10 Tips for Making Your Group Less Scary and More Welcoming to New People

10 Tips for Making Your Group Less Scary and More Welcoming to New People

You may not realize it, but visiting a small group for the first time can be intimidating. Here’s are 10 ways to make it easier for a new person to fit in.

The first time I attended a small group meeting, I drove around the block several times before finally getting up the nerve to walk up to the door of the host home. This was one of the scariest experiences of my life! I didn’t know what to expect and wondered if I’d fit in. Over the years, I’ve loosened up and I’ve also learned how to make groups more inviting and accepting for new people. Here are ten ideas:

  1. Pay attention to inherent inviting rhythms. When is the best time to invite a friend to your group? If your group is in the middle of a six-week study, will it be awkward for new person to join you? Instead, perhaps you could wait for the beginning of a new study. Is there “stuff” going on in your group that needs to be worked out before inviting a new person? For instance, if you’re in the midst of a group conflict, it may not be a good time to ask someone new to join you! Or if you’re working through a tender issue, such as a couple’s serious marriage problems, deal with that first.
  2. Make it natural. People balk to invitations that feel forced or unnatural. Instead, try these steps:
    • Pray for your friends you’d like to invite. Ask God to open their hearts and to give you opportunities to grow your friendship.
    • Invite your friends into your life before you invite them into your group. Spend time together.
    • Introduce them to a couple other people in your group. Find common ground between your friend and another member of your group. Go to a ballgame, movie, or out to lunch together.
    • Before you invite them to an official group meeting, extend an invitation to a fun group event. This is a great way to break the relational ice in a more natural social setting.
    • Talk about your group, why you like it, and how it’s helped you grow. Share this in the natural rhythms of conversation. Don’t force it!
    • When you sense the time is right, simply ask your friend to join you the next time you meet. The best time to do this is at the beginning of a new study topic that would be of interest to your friend. By this time, your friend may be waiting for an invitation!
    • When they agree to come, tell them what to expect. Think about what you would want to know before coming to your first meeting, such as what to wear, what to bring, what you’ll be doing, how long the meeting will be, and so forth. If they have kids, be sure to tell them what arrangements the group has for them. If the group does not provide child care, perhaps offer to help arrange something with them.

▶ _Data section_:
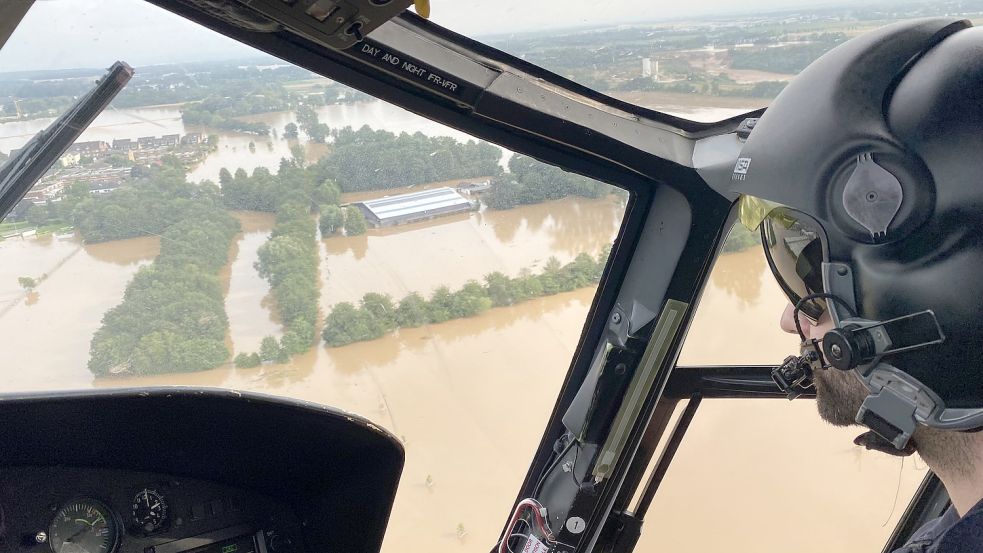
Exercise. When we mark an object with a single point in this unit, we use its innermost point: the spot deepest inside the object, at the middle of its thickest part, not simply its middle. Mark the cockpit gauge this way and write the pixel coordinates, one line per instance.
(149, 510)
(84, 526)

▶ _Requirements_:
a) In the guide on welcoming new people into a small group, rewrite the numbered item beginning "Pay attention to inherent inviting rhythms" as a short bulleted list that keeps its main points.
b) Carry on the guide on welcoming new people into a small group, starting right after its last sentence.
The material has no connection to the text on welcoming new people into a small group.

▶ _Answers given_:
a)
- Consider when it is the right time to invite a friend to the group.
- Joining in the middle of a six-week study may be awkward, so waiting for a new study to begin may be better.
- Work out any issues inside the group before inviting someone new, such as a group conflict.
- Deal first with any tender issue the group is working through, such as a couple's serious marriage problems.

b)
  3. Pick them up. It will reduce their anxiety (and assure they don’t back out) if you offer to drive them and walk into the host home together.
  4. Have a plan for when new people show up. Be prepared to do something fun and non-threatening when a new person joins you the first time. Your group may be at a good-friend or even family level in your relationships, but the new person is probably at best an acquaintance with most of the other members. So plan some entry-level activities. Don’t expect them to jump right in to the existing group dynamic. Watch out for things like insider jokes.
  5. Be authentic. A tension exists between having a plan for when new people show up and being authentic. Just walk this tightrope the best you can. I’ve found the best way to break this tension is to talk about it. Say something like, “Ellen, we’re really glad you’ve joined us tonight. This group started two years ago with Bob and Donna and Heidi and me. Jim and Jenny joined us a couple months ago . . .” (This shows Ellen that new people joining the group is normal.). “We’ve become pretty good friends and well, we have our idiosyncrasies, too. You know, everybody’s normal till you get to know them!” (Laughter is a great icebreaker.) Then explain what you’ve been up to as a group and where you’re going. But don’t make a long speech detailing every aspect of your group. Your guest will figure stuff out as you go. Encourage members of your group to be themselves. Your guests will find out soon enough who you really are.
  6. Be normal. You’re a Christian small group, so your guest will expect you to talk about spiritual things. But it’s also fine to talk about sports, work, kids, movies, and so forth. Talk about what each of you is passionate about. If you have been praying for this person, it’s OK to let them know that (without getting overly serious about it).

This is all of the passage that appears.